▶ Ausgangstext:
┄┄┄┄┄┄┄┄┄┄┄┄┄┄┄┄┄┄┄┄

Diese Frage lässt sich nur allgemein beantworten, da die individuelle Entwicklung der einzelnen legasthenen Kinder sehr unterschiedlich ist. Die Lese-Rechtschreibstörung bleibt überwiegend bis ins Erwachsenenalter bestehen. Kaum ein Schüler, der zu Beginn der zweiten Klasse Leseschwierigkeiten aufwies, erzielte in der 8. Klasse durchschnittliche Leistungen (Wiener Längsschnittstudie, Klicpera et al. 1993). Leseschwache Kinder bleiben bis zur 12. Klasse leseschwach (Connecticut Längsschnittstudie, Shaywitz et al. 1999). Jugendliche mit einer LRS erreichen ein im Verhältnis zu ihren kognitiven Möglichkeiten zu geringeres Schulabschlussniveau: Legasthene Jugendliche besuchen häufig die Hauptschule und Realschule, z. T. auch die Sonderschule. Ein gymnasialer Abschluss wird vergleichsweise selten erreicht.
Im Vergleich zu ihren kognitiven Fähigkeiten erreichen Rechtschreibgestörte ein deutlich geringeres Berufsausbildungsniveau (Strehlow et al. 1992). Es werden weniger akademische Berufe gewählt, obwohl die Betroffenen aufgrund ihrer kognitiven Fähigkeiten sehr gut in der Lage wären, solche Berufe auszuüben. Insgesamt ist die Rate der Arbeitslosigkeit unter den Legasthenikern deutlich erhöht (Esser et al. 2002). Diese Ergebnisse belegen eindrucksvoll, dass die LRS kein vorübergehendes Entwicklungsphänomen ist, sondern eine Störung darstellt, die ein Handicap für das gesamte Leben ist.
Im Beschluss der Kultusministerkonferenz von 1978 wird davon ausgegangen, dass durch die Förderung in den Jahrgangsstufen 1 bis 6 Schwierigkeiten im Lesen und Rechtschreiben im Wesentlichen behoben sind. Diese Erwartung ist bisher nicht durch empirische Befunde bestätigt. Trotz optimaler Förderung verbessern sich rechtschreibschwache Fünftklässler bis ins Erwachsenenalter nur unwesentlich (Jungermann 2002). Mit Ausnahme des Bundeslandes Bayern wird kein Schutz der legasthenen Schüler bis zum Abitur garantiert. Häufig entsteht sogar ein Leistungseinbruch beim Übergang von Klasse 9./10 in Klasse 11, da ab diesem Zeitpunkt die schriftlichen Leistungen der diagnostizierten Legastheniker ohne erkennbaren Grund wieder bewertet werden. Dieses Vorgehen führt nicht selten dazu, dass Legastheniker, die ihre Störung bisher zufriedenstellend kompensieren konnten, plötzlich in der Schule versagen und eine Reihe von zusätzlichen emotionalen Problemen entwickeln.

┄┄┄┄┄┄┄┄┄┄┄┄┄┄┄┄┄┄┄┄

▶ Bitte bearbeiten:
(1) Beantworte anhand des Texts zur Lese-Rechtschreibstörung:
(a) Bis zu welcher Klasse bleiben leseschwache Kinder laut der Connecticut Längsschnittstudie leseschwach?
(b) Was ist laut Esser et al. 2002 unter den Legasthenikern deutlich erhöht?
(c) Welches Bundesland garantiert legasthenen Schülern Schutz bis zum Abitur?
(2) Gib den Abschnitt des Texts zur Lese-Rechtschreibstörung wieder, der mit „Im Vergleich zu“ beginnt und bis „gesamte Leben ist.“ reicht, und ersetze darin „Arbeitslosigkeit“ durch „Erwerbslosigkeit“.
(3) Schreibe den Text zur Lese-Rechtschreibstörung im Anschluss an seinen letzten Satz weiter.

┄┄┄┄┄┄┄┄┄┄┄┄┄┄┄┄┄┄┄┄

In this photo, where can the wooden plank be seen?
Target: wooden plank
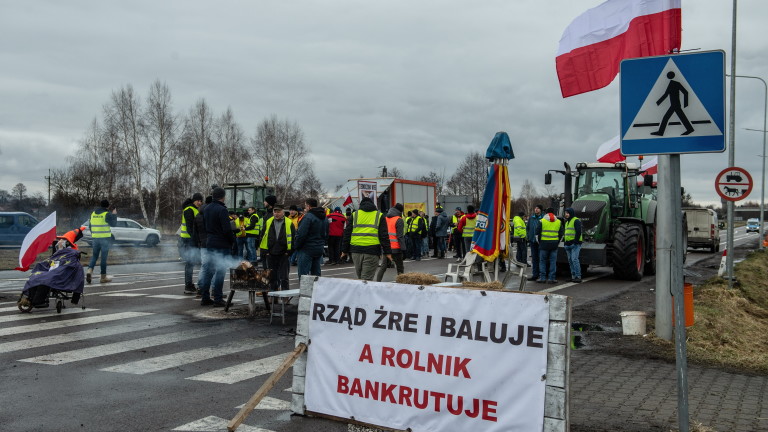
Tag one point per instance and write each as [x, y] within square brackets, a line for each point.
[265, 388]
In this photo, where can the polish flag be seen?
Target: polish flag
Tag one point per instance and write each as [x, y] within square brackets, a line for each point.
[595, 43]
[37, 241]
[651, 166]
[347, 200]
[610, 151]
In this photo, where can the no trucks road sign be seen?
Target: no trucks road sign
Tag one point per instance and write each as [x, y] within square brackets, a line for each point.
[733, 184]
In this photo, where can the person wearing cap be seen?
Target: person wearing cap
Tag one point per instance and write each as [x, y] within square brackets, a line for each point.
[277, 245]
[336, 221]
[190, 251]
[101, 223]
[572, 240]
[396, 233]
[219, 241]
[442, 228]
[365, 238]
[549, 231]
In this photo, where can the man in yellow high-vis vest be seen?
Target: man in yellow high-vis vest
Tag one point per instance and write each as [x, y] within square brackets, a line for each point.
[550, 231]
[101, 223]
[365, 238]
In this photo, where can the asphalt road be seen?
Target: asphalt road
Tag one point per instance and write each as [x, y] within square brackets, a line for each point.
[143, 356]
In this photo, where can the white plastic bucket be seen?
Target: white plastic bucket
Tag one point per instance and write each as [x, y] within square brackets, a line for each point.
[633, 323]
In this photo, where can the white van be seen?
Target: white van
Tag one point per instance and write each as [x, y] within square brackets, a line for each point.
[703, 229]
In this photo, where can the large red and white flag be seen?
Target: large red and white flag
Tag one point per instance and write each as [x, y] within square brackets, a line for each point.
[37, 241]
[610, 151]
[595, 43]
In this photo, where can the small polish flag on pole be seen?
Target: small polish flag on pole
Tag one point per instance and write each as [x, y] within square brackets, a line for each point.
[347, 200]
[594, 44]
[37, 241]
[610, 151]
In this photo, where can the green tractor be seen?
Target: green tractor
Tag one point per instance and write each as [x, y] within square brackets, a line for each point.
[618, 217]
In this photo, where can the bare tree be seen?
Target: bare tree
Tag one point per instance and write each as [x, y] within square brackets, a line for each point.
[470, 177]
[280, 153]
[124, 111]
[160, 131]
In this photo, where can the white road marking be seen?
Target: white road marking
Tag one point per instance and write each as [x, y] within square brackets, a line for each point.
[87, 334]
[9, 331]
[169, 361]
[242, 371]
[217, 424]
[270, 403]
[26, 316]
[121, 347]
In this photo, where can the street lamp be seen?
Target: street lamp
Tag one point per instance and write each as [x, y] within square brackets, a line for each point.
[762, 188]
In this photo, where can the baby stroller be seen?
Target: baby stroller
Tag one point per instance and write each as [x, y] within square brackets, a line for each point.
[60, 277]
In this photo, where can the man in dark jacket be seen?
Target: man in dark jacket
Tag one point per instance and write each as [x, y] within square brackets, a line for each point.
[101, 223]
[190, 250]
[310, 239]
[365, 237]
[549, 232]
[572, 239]
[336, 222]
[276, 246]
[219, 241]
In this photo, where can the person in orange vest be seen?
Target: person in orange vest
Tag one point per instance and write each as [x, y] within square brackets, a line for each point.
[396, 232]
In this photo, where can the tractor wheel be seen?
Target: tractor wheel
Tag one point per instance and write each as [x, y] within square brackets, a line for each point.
[650, 264]
[628, 252]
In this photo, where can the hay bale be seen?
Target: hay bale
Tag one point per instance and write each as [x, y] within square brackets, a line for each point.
[491, 286]
[417, 279]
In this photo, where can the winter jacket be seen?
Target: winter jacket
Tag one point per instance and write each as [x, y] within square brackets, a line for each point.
[442, 224]
[218, 227]
[336, 222]
[383, 236]
[532, 227]
[550, 244]
[312, 233]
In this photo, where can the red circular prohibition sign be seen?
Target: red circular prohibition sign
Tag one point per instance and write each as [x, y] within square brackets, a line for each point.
[733, 184]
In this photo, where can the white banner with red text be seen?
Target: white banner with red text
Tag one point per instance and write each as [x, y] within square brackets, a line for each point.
[427, 358]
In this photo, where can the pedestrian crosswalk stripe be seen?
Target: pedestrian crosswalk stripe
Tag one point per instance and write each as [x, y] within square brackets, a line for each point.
[121, 347]
[155, 364]
[270, 403]
[242, 371]
[70, 323]
[213, 423]
[21, 317]
[87, 334]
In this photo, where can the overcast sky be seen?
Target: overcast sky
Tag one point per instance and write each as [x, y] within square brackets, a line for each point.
[409, 84]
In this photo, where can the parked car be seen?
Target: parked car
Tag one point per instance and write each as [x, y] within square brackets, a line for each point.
[753, 225]
[14, 226]
[703, 228]
[128, 231]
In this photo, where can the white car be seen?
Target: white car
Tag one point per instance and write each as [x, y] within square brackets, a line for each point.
[128, 231]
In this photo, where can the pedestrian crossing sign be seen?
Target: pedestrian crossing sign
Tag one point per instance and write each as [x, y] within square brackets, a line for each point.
[673, 104]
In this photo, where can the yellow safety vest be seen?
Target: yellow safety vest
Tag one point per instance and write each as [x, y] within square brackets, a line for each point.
[469, 227]
[550, 230]
[239, 225]
[413, 224]
[365, 228]
[184, 230]
[519, 225]
[256, 226]
[570, 230]
[99, 226]
[268, 225]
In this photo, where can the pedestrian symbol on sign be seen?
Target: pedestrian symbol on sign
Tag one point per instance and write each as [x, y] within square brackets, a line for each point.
[692, 118]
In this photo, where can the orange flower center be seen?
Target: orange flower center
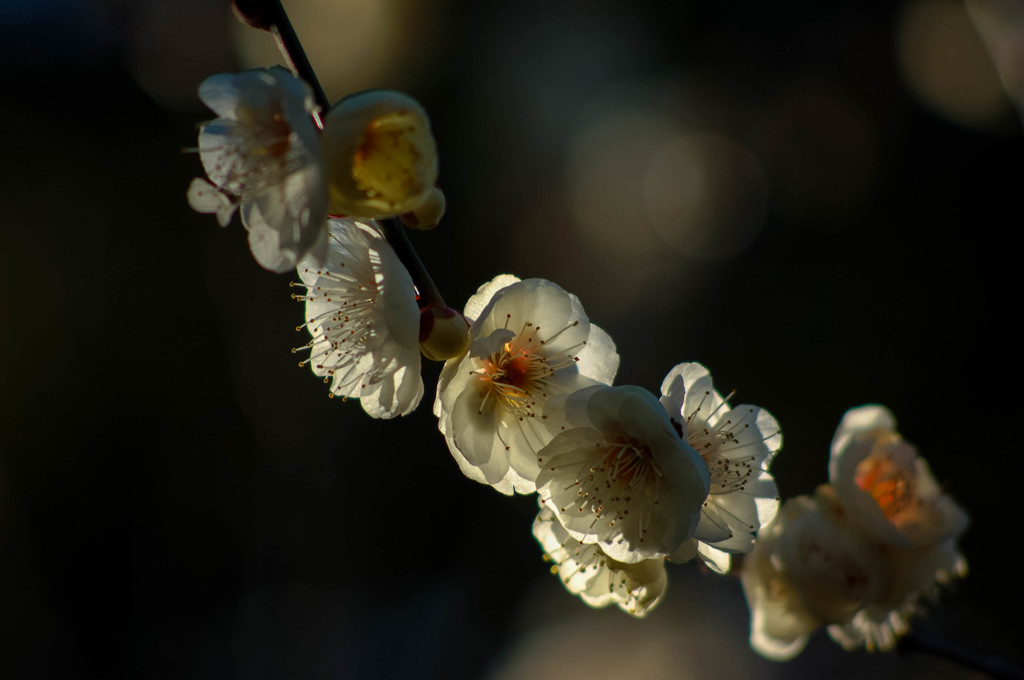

┄┄┄┄┄┄┄┄┄┄┄┄┄┄┄┄┄┄┄┄

▶ Schriftliche Antworten:
(1)
(a) Bis zur 12. Klasse.
(b) Die Rate der Arbeitslosigkeit.
(c) Bayern.

(2)
Im Vergleich zu ihren kognitiven Fähigkeiten erreichen Rechtschreibgestörte ein deutlich geringeres Berufsausbildungsniveau (Strehlow et al. 1992). Es werden weniger akademische Berufe gewählt, obwohl die Betroffenen aufgrund ihrer kognitiven Fähigkeiten sehr gut in der Lage wären, solche Berufe auszuüben. Insgesamt ist die Rate der Erwerbslosigkeit unter den Legasthenikern deutlich erhöht (Esser et al. 2002). Diese Ergebnisse belegen eindrucksvoll, dass die LRS kein vorübergehendes Entwicklungsphänomen ist, sondern eine Störung darstellt, die ein Handicap für das gesamte Leben ist.

(3)
Die Entwicklung der LRS wird durch verschiedene Faktoren mitbestimmt, die sich wiederum gegenseitig untereinander beeinflussen können. Legasthene Kinder mit recht hohen kognitiven Fähigkeiten durchlaufen insgesamt eine bessere Entwicklung. Ferner zählt ein unterstützendes Elternhaus zu den schützenden Faktoren.
Die Entwicklung von legasthenen Kindern, die zusätzliche Störungen (wie zum Beispiel eine Hyperkinetische Störung) haben, ist vergleichsweise schlechter.
Dementsprechend ist auch das Berufsausbildungsniveau der Legastheniker herabgesetzt.
Ein weiterer wesentlicher Faktor ist die psychische Entwicklung der Betroffenen. Häufig finden sich ein geringes Selbstwertgefühl, eine geringe Frustationstoleranz und z. T. ein negatives Selbstbild mit einer pessimistischen Zukunftserwartung.
Auch Verhaltensstörungen in Form von impulsivem und aggressivem Verhalten treten in der Entwicklung auf. Insbesondere bei legasthenen Kindern mit einer bereits vorschulisch diagnostizierten hyperkinetischen Störung besteht ein erhöhtes Risiko für die Entwicklung einer Störung des Verhaltens.
Einen wesentlichen Einfluss auf die Entwicklung sollte der Faktor Förderung und Therapie haben. Allerdings sind die Ergebnisse wissenschaftlicher Untersuchungen hierzu widersprüchlich. Trotz Förderung ist die Entwicklung im Lesen und Rechtschreiben insgesamt nicht sehr gut. Diese Aussage wird natürlich durch die Auswahl des Verfahrens zur Förderung beeinflusst. Bei nicht effektiven Methoden ist der Verlauf der Legasthenie sehr schlecht, da sich die Betroffenen im Verhältnis zum Klassendurchschnitt weiter verschlechtern.